### Task goal
Find each line below that contains the word "cardboard" and copy those lines. Case counts.

══ Records shown ══

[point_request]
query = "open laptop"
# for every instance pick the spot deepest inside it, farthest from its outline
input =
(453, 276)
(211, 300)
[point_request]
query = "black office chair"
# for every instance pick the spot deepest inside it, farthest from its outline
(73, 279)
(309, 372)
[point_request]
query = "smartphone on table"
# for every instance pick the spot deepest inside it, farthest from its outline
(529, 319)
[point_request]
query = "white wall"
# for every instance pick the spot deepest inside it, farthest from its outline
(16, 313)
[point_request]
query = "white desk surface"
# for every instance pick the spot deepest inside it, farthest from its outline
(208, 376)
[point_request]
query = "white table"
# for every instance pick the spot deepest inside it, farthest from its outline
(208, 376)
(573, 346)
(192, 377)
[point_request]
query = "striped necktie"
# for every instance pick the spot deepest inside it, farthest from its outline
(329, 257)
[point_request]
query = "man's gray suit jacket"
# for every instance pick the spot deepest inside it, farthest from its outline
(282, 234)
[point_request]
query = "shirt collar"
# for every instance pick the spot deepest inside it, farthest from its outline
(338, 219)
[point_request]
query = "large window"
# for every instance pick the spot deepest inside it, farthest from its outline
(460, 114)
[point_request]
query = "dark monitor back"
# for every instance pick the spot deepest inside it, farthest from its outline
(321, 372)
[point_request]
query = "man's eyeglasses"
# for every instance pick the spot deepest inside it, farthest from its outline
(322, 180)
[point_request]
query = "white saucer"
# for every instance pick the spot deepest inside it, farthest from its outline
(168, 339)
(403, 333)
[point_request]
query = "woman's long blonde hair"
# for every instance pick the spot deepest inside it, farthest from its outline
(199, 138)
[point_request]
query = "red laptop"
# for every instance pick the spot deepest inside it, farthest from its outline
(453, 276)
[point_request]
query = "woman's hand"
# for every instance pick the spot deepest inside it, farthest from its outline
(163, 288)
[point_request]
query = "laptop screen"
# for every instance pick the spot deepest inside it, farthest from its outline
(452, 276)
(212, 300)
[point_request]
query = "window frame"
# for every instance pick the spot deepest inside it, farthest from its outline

═══
══ Records shown ══

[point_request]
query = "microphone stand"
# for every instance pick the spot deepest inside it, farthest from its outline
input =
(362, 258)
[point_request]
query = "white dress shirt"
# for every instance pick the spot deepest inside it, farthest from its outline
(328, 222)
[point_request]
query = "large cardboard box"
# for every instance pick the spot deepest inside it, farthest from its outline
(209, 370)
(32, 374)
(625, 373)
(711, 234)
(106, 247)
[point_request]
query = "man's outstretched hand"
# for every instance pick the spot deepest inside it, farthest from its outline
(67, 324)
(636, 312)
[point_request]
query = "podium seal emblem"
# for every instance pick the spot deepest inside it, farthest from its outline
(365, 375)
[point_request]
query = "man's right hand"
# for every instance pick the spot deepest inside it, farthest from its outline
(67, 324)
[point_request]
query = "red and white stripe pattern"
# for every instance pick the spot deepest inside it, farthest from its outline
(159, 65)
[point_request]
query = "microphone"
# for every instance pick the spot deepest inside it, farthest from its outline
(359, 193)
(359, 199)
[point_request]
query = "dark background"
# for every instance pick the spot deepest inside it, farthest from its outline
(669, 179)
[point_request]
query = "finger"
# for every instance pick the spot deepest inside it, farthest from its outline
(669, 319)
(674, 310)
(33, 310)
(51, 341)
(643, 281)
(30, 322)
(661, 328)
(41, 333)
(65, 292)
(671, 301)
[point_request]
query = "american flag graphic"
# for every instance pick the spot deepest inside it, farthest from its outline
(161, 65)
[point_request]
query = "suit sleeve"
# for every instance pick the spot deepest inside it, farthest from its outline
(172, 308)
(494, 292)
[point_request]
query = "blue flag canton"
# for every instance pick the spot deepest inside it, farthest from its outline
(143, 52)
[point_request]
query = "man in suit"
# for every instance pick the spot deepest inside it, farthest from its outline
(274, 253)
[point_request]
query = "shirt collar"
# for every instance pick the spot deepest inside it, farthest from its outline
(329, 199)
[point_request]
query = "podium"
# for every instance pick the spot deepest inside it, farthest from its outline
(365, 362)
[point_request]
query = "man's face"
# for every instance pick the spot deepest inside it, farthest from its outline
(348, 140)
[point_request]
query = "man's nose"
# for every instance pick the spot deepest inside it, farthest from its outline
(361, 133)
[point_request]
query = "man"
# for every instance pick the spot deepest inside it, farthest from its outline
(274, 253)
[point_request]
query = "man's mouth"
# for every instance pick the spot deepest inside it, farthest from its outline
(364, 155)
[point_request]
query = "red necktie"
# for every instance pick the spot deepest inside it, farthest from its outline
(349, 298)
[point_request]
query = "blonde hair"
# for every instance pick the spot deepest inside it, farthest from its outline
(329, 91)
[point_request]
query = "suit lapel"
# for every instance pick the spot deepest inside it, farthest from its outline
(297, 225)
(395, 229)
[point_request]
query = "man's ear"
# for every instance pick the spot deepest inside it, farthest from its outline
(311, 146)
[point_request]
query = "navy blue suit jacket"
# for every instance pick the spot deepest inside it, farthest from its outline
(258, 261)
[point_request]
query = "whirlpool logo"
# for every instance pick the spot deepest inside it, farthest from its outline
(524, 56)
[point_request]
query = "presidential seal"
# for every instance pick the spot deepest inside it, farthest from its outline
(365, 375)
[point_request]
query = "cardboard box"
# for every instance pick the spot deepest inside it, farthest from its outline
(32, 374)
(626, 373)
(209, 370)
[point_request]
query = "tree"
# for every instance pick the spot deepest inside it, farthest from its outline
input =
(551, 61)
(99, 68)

═══

### Reply to the task
query = "large cardboard box"
query = "cardboard box"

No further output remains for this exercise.